§ **Provided data**
= = = =

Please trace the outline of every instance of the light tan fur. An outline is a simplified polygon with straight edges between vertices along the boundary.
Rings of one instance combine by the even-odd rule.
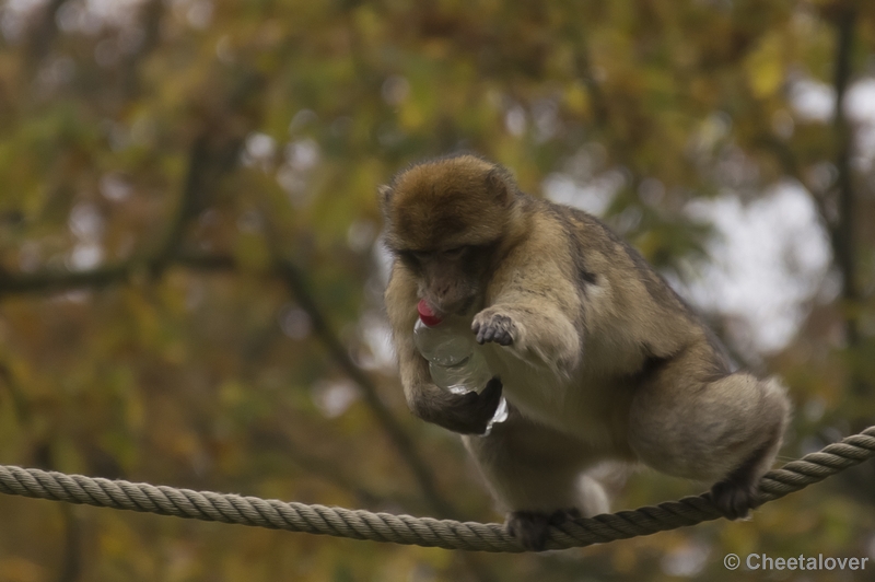
[[[401,172],[381,202],[408,404],[465,434],[526,546],[541,547],[547,525],[587,508],[581,473],[605,461],[718,481],[726,515],[747,512],[788,422],[784,391],[731,373],[713,335],[633,248],[472,155]],[[420,299],[470,318],[500,383],[459,396],[431,382],[412,340]],[[510,419],[483,436],[502,394]]]

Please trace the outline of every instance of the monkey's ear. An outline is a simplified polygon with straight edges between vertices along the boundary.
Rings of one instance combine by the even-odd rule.
[[[486,189],[501,205],[506,205],[511,199],[511,188],[508,179],[498,167],[490,170],[486,175]]]
[[[380,200],[380,206],[383,210],[388,208],[389,201],[392,200],[392,186],[384,184],[380,186],[377,189],[377,196]]]

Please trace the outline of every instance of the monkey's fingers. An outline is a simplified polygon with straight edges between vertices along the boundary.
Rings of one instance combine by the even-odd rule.
[[[711,499],[728,520],[746,517],[756,498],[756,486],[733,481],[720,481],[711,488]]]
[[[513,344],[516,325],[508,315],[493,313],[483,316],[481,313],[471,323],[471,331],[477,335],[478,344],[494,341],[499,346],[510,346]]]

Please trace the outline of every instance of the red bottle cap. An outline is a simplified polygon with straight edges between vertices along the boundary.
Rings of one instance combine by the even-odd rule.
[[[434,315],[434,312],[431,311],[431,307],[429,307],[429,304],[425,303],[424,299],[419,300],[419,303],[417,304],[417,311],[419,312],[419,319],[429,327],[434,327],[443,322],[443,319]]]

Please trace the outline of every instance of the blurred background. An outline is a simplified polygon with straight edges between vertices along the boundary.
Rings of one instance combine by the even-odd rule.
[[[377,185],[460,149],[783,379],[782,461],[875,422],[875,2],[3,0],[0,463],[501,521],[408,412],[381,299]],[[704,488],[642,470],[615,509]],[[0,496],[0,581],[737,580],[726,552],[872,563],[873,503],[870,463],[493,556]]]

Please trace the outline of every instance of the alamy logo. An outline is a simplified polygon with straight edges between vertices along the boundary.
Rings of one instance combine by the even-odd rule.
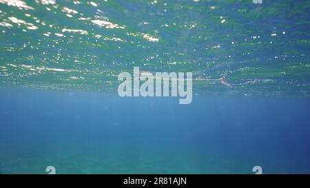
[[[141,72],[138,67],[134,67],[133,77],[127,72],[118,74],[118,80],[123,82],[118,86],[118,93],[121,97],[178,95],[181,98],[179,99],[180,104],[189,104],[192,100],[192,73],[187,72],[186,78],[185,74],[184,72],[152,74],[149,72]]]

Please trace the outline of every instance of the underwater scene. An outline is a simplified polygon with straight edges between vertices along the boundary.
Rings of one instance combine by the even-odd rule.
[[[307,0],[0,0],[0,174],[310,174],[309,31]]]

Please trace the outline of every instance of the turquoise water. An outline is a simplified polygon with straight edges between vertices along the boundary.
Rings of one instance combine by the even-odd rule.
[[[309,10],[0,0],[0,173],[310,173]],[[189,105],[121,98],[134,66],[205,81]]]

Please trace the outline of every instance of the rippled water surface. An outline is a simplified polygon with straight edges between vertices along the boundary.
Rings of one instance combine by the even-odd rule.
[[[309,30],[309,1],[0,0],[0,174],[310,173]],[[121,98],[135,66],[203,79]]]

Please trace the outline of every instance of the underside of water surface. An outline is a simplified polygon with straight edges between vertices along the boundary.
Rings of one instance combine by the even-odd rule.
[[[0,174],[309,174],[310,1],[254,1],[0,0]]]

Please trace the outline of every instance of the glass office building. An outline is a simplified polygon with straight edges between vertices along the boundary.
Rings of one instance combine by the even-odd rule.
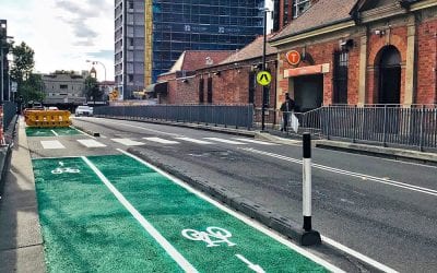
[[[135,0],[119,0],[116,1],[116,4],[117,2],[126,2],[123,7],[132,8],[128,9],[127,16],[129,16],[129,12],[133,15],[137,14],[134,12]],[[145,0],[142,2],[144,33],[141,35],[141,24],[133,17],[133,22],[131,22],[133,29],[129,32],[127,28],[127,40],[125,41],[121,41],[123,40],[123,32],[120,31],[122,26],[118,28],[119,33],[117,33],[117,25],[123,23],[117,24],[116,11],[116,37],[120,38],[118,50],[116,38],[116,81],[118,85],[127,86],[127,91],[133,87],[129,87],[129,80],[135,82],[137,79],[140,79],[135,73],[141,69],[143,69],[142,87],[144,87],[153,83],[158,74],[167,72],[185,50],[239,49],[251,43],[257,35],[262,35],[263,32],[263,16],[260,9],[264,7],[264,0]],[[138,7],[141,9],[140,4]],[[119,13],[122,13],[121,10]],[[137,14],[137,17],[140,15]],[[143,37],[142,46],[135,45],[135,35],[140,38]],[[128,71],[123,71],[123,56],[120,56],[122,55],[120,48],[129,47],[129,39],[133,43],[133,46],[130,47],[133,50],[131,74],[129,62],[125,67]],[[131,49],[127,48],[126,54],[129,55]],[[137,51],[138,54],[135,54]],[[135,68],[135,62],[141,59],[141,56],[143,57],[141,60],[143,67],[137,66],[138,68]],[[128,96],[128,94],[123,95],[125,98]]]

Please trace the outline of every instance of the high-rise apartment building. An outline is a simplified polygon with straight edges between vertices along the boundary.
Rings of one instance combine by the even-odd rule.
[[[264,0],[116,0],[115,75],[122,97],[185,50],[235,50],[262,34]]]

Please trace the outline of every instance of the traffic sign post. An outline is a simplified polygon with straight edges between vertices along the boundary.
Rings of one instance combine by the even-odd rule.
[[[270,74],[269,71],[260,71],[257,74],[257,82],[262,85],[269,85],[270,82],[272,81],[272,74]]]

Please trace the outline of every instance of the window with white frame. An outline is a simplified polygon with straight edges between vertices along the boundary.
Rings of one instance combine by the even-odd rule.
[[[300,16],[310,5],[310,0],[294,0],[293,1],[293,17]]]

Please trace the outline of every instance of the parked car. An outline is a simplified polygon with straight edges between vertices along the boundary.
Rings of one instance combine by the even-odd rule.
[[[76,117],[93,116],[93,107],[90,107],[87,105],[80,105],[80,106],[78,106],[78,108],[75,108],[74,115]]]

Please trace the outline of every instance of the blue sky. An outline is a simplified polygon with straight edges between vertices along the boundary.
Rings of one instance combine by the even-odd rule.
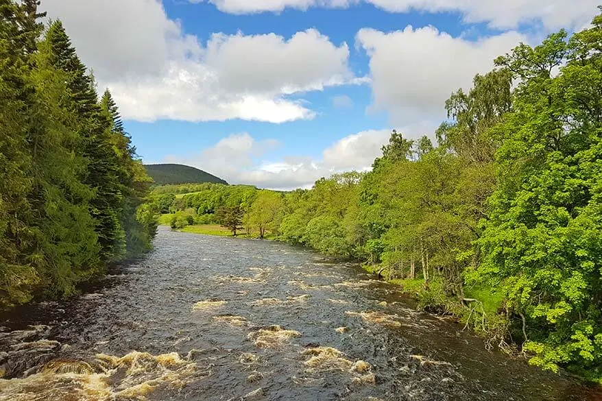
[[[145,162],[307,187],[433,136],[452,90],[597,0],[43,0]],[[116,12],[115,10],[119,10]]]

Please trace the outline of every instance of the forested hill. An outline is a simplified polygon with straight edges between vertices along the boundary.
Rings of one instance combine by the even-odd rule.
[[[370,172],[286,193],[160,187],[151,208],[353,258],[488,348],[602,383],[602,14],[494,65],[451,94],[436,143],[394,131]]]
[[[158,185],[203,182],[228,184],[221,178],[206,171],[184,165],[145,165],[145,167],[148,175]]]
[[[152,180],[59,21],[0,0],[0,309],[147,250]]]

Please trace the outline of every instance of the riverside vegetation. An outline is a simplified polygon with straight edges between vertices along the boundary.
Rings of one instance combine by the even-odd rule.
[[[107,90],[37,0],[0,0],[0,309],[146,251],[152,180]]]
[[[287,193],[158,187],[149,204],[174,229],[219,223],[361,260],[488,346],[599,382],[601,51],[602,16],[519,45],[451,95],[437,145],[394,131],[370,172]]]

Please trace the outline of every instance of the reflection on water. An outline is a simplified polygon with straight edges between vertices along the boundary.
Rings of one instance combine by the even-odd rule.
[[[84,295],[1,317],[0,401],[594,400],[357,266],[162,229]]]

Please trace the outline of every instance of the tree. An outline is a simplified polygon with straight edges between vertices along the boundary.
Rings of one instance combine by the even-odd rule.
[[[220,226],[232,231],[232,234],[234,236],[237,235],[237,231],[243,228],[242,224],[244,215],[244,210],[237,205],[221,206],[215,213]]]
[[[593,25],[496,60],[520,82],[496,130],[498,186],[478,274],[505,294],[532,363],[600,377],[602,16]]]
[[[283,203],[279,193],[261,191],[249,210],[248,223],[257,228],[259,238],[263,239],[266,230],[276,231],[279,226]]]

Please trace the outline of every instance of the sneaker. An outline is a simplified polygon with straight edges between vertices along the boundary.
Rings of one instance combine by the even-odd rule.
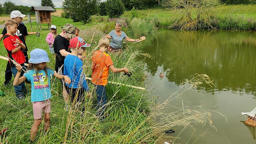
[[[20,100],[22,100],[25,98],[25,97],[23,93],[21,93],[20,94],[16,95],[16,97]]]
[[[23,89],[22,90],[22,92],[24,94],[27,94],[28,93],[28,90],[27,89]]]
[[[69,107],[69,106],[68,105],[67,105],[65,106],[64,106],[64,110],[65,110],[66,112],[68,112],[68,107]]]

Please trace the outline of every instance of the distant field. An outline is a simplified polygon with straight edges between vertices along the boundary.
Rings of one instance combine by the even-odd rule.
[[[245,19],[256,20],[256,5],[220,5],[215,10],[218,16],[239,17]],[[131,11],[125,12],[123,16],[131,15]],[[149,9],[138,11],[138,16],[141,18],[157,17],[160,20],[169,21],[172,18],[178,16],[173,11],[161,9]]]
[[[31,17],[31,19],[35,19],[36,17]],[[10,17],[0,17],[0,22],[2,22],[3,21],[5,21],[6,20],[10,19],[11,18]],[[23,18],[23,19],[24,20],[28,20],[28,17],[26,16],[25,17],[24,17]]]
[[[61,9],[62,9],[62,8],[61,8]],[[54,15],[55,16],[60,16],[61,15],[61,12],[62,12],[62,9],[56,9],[56,12],[52,13],[52,15]]]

= = = =

§ **Problem to work on**
Return the listing above word for word, starting at the line that contains "Please trace the outline of every instance of the tree." and ending at the end of the listing, with both ends included. Omit the pictures from your answer.

§ **Complete response**
Please trace the outline of every instance of the tree. An outline is a simplified polygon with straight edges between vertices along the boundary.
Rings of one instance combine by the even-odd rule.
[[[220,226],[232,231],[232,234],[234,236],[237,235],[237,231],[243,228],[242,224],[244,215],[244,210],[237,205],[221,206],[215,213]]]
[[[593,25],[496,60],[520,82],[496,130],[498,186],[478,274],[505,294],[532,363],[600,377],[602,16]]]
[[[283,203],[279,193],[261,191],[249,210],[248,223],[257,228],[259,238],[263,239],[266,230],[276,231],[279,226]]]

Please trace the outline of every instance of the sneaker. An outline is a simplified polygon with straight edges between vertices along the boundary.
Rings of one instance combine by the even-odd rule.
[[[20,100],[22,100],[25,98],[25,97],[23,93],[21,93],[20,94],[16,95],[16,97]]]
[[[23,89],[22,90],[22,92],[24,94],[27,94],[28,93],[28,90],[27,89]]]
[[[69,107],[69,106],[68,105],[67,105],[65,106],[64,106],[64,110],[65,110],[66,112],[68,112],[68,107]]]

Please trace the outline of every instance of the distant field. An outline is a simplified polygon with straight edges between vertices along the boundary.
Rings of one instance combine by the even-odd rule.
[[[245,19],[256,20],[256,5],[220,5],[215,10],[218,16],[239,17]],[[131,11],[125,12],[123,16],[131,15]],[[149,9],[138,11],[138,16],[141,18],[157,17],[160,20],[169,21],[172,18],[178,16],[173,11],[161,9]]]
[[[31,17],[31,19],[35,19],[36,17]],[[10,17],[0,17],[0,22],[2,22],[3,21],[5,21],[6,20],[10,19],[11,18]],[[23,18],[23,19],[24,20],[28,20],[28,17],[26,16],[25,17],[24,17]]]
[[[61,9],[62,9],[62,8],[61,8]],[[54,15],[55,16],[60,16],[61,15],[61,12],[62,12],[62,9],[56,9],[56,12],[52,13],[52,15]]]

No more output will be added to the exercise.